• [INFORMATION PROVIDED]

__________

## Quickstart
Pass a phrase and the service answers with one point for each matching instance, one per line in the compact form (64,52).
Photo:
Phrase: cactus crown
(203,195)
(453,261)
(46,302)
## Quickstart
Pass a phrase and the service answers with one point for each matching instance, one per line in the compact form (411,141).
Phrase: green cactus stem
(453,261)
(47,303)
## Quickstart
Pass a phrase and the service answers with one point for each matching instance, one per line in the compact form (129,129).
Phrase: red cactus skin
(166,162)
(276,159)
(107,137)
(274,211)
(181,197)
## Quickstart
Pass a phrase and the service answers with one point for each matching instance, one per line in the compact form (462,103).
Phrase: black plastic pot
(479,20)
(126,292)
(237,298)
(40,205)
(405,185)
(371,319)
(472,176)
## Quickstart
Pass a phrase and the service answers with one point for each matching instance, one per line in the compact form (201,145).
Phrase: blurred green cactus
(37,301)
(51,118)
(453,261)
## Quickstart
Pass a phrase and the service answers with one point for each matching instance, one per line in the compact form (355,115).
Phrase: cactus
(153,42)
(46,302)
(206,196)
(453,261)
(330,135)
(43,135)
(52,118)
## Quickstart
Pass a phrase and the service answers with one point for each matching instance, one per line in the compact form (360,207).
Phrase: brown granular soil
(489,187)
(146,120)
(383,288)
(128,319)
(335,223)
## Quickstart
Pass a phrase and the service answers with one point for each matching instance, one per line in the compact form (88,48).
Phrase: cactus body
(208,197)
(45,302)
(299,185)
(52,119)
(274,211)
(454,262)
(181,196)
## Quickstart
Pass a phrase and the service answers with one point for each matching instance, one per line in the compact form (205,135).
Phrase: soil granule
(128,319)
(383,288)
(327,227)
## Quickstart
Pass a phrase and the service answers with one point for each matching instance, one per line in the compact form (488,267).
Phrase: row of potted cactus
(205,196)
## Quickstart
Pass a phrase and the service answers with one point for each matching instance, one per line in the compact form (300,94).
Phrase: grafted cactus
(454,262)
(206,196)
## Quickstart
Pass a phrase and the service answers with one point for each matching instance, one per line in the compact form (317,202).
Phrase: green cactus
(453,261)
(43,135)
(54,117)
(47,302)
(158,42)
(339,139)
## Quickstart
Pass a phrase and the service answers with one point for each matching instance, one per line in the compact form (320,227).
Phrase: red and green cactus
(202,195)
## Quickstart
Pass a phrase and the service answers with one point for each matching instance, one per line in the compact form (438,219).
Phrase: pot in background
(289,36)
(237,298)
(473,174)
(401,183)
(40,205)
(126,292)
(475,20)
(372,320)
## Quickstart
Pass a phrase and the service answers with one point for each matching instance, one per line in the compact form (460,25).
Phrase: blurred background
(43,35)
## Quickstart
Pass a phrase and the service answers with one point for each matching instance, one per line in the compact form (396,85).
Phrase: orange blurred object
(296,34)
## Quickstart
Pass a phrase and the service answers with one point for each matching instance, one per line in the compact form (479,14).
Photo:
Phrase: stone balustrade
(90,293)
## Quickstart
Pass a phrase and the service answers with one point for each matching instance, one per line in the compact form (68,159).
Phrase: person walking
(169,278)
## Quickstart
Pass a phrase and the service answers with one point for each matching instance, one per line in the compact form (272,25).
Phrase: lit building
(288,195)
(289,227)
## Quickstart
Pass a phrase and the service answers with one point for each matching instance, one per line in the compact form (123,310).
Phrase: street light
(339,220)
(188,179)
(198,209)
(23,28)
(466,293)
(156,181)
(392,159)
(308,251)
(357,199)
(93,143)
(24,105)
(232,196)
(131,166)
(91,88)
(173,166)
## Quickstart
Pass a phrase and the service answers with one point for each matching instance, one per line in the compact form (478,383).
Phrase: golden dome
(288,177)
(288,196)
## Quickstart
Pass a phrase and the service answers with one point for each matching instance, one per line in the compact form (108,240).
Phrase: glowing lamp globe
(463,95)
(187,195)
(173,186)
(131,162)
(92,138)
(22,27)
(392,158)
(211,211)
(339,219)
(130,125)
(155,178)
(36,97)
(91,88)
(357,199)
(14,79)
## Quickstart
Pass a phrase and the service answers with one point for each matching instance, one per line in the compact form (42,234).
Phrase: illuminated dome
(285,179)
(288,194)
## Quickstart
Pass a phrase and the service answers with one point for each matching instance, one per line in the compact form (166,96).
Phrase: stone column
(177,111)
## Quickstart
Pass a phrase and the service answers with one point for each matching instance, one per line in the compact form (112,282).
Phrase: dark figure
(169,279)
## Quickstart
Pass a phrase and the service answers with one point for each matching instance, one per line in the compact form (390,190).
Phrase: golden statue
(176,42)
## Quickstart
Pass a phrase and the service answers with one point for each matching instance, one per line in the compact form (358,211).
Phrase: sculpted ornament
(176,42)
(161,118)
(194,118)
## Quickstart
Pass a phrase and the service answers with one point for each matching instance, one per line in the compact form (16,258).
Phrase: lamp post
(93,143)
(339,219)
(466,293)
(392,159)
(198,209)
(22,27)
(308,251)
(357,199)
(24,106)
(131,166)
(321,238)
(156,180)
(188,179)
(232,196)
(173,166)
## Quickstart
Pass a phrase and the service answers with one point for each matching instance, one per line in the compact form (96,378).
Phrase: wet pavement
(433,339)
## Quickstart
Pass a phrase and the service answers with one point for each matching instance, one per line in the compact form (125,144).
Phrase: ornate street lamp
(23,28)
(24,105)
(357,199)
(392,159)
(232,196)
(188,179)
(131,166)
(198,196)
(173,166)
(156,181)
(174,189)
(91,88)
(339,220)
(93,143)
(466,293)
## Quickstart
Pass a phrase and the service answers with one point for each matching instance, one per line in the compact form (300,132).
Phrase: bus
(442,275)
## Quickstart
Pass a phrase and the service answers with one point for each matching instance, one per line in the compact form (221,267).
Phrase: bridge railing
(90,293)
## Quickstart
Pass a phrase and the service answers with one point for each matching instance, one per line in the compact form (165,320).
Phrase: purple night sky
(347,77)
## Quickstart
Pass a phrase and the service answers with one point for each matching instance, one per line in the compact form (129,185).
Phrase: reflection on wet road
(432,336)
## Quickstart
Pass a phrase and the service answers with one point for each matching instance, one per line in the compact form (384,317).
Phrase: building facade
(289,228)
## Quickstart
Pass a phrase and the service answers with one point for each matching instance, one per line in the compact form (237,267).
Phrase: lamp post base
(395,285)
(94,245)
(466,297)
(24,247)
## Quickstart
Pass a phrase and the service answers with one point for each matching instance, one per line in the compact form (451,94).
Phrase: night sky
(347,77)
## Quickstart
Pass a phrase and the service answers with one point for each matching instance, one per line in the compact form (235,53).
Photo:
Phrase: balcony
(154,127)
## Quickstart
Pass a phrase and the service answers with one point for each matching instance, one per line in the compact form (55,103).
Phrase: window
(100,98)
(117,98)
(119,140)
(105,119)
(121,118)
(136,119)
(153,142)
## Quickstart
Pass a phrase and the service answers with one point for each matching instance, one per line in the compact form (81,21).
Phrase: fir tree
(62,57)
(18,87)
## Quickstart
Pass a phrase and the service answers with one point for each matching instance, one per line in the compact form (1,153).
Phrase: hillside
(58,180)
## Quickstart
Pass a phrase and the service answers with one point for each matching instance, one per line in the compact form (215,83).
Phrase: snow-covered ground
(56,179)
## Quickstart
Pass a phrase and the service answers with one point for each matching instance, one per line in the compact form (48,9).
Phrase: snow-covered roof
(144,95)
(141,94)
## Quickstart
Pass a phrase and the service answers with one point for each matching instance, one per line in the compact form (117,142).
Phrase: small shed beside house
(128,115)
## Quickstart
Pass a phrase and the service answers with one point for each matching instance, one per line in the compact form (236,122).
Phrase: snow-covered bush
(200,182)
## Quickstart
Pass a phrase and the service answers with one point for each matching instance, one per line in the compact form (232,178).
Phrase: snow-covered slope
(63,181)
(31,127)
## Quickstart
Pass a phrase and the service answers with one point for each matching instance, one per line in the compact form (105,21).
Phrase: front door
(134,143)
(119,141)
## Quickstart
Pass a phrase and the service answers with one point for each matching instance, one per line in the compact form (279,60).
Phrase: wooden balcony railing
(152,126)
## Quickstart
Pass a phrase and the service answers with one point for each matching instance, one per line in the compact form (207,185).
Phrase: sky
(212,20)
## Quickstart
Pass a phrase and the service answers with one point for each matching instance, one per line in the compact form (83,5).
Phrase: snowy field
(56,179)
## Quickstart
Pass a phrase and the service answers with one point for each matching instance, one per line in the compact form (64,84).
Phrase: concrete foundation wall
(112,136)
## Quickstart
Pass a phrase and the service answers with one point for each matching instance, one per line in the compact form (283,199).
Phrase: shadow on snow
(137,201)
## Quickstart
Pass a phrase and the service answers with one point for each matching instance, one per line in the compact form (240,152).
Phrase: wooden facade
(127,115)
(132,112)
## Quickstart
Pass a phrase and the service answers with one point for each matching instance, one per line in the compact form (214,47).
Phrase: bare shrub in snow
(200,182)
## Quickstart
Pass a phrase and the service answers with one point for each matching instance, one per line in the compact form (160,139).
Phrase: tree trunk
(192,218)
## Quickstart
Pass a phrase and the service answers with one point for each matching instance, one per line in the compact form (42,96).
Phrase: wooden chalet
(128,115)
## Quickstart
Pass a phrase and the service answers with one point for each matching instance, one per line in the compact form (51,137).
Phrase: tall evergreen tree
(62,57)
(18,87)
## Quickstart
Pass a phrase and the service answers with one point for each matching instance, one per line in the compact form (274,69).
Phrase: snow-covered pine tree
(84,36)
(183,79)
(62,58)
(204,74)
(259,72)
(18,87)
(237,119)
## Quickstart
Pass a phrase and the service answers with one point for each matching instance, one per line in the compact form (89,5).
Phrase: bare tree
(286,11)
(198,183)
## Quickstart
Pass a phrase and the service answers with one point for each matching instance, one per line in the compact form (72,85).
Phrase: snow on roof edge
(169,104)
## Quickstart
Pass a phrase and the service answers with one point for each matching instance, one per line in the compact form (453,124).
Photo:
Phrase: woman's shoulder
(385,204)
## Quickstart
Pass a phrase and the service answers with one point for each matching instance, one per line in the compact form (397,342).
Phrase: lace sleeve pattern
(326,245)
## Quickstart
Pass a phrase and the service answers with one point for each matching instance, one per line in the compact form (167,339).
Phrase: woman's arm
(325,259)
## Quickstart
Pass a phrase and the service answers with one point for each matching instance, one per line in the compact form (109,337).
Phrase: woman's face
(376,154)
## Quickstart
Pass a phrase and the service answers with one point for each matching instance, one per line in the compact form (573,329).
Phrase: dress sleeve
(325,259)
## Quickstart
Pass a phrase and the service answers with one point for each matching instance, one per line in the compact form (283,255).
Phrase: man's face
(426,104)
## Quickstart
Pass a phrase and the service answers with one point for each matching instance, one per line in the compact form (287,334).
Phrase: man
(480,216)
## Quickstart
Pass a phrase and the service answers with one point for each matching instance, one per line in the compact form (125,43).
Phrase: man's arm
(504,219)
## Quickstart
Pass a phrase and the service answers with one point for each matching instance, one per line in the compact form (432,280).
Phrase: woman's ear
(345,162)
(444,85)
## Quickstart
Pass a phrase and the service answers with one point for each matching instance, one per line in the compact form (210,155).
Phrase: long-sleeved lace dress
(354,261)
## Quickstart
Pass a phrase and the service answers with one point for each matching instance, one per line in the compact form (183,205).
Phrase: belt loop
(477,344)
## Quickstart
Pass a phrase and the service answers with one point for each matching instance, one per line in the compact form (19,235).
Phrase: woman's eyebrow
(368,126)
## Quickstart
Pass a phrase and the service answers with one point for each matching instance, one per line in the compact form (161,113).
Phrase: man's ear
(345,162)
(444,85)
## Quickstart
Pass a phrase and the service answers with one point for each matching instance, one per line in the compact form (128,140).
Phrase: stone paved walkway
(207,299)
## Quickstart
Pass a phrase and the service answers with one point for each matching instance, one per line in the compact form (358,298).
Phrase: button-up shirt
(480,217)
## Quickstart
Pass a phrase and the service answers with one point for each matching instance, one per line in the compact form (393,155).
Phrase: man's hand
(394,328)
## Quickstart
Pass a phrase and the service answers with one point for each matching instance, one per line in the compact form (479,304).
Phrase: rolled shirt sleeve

__________

• [PROBLEM] How many lines in the rows above contain the string "background"? Case counts. Reply with the number alone.

• [IN RESPONSE] 2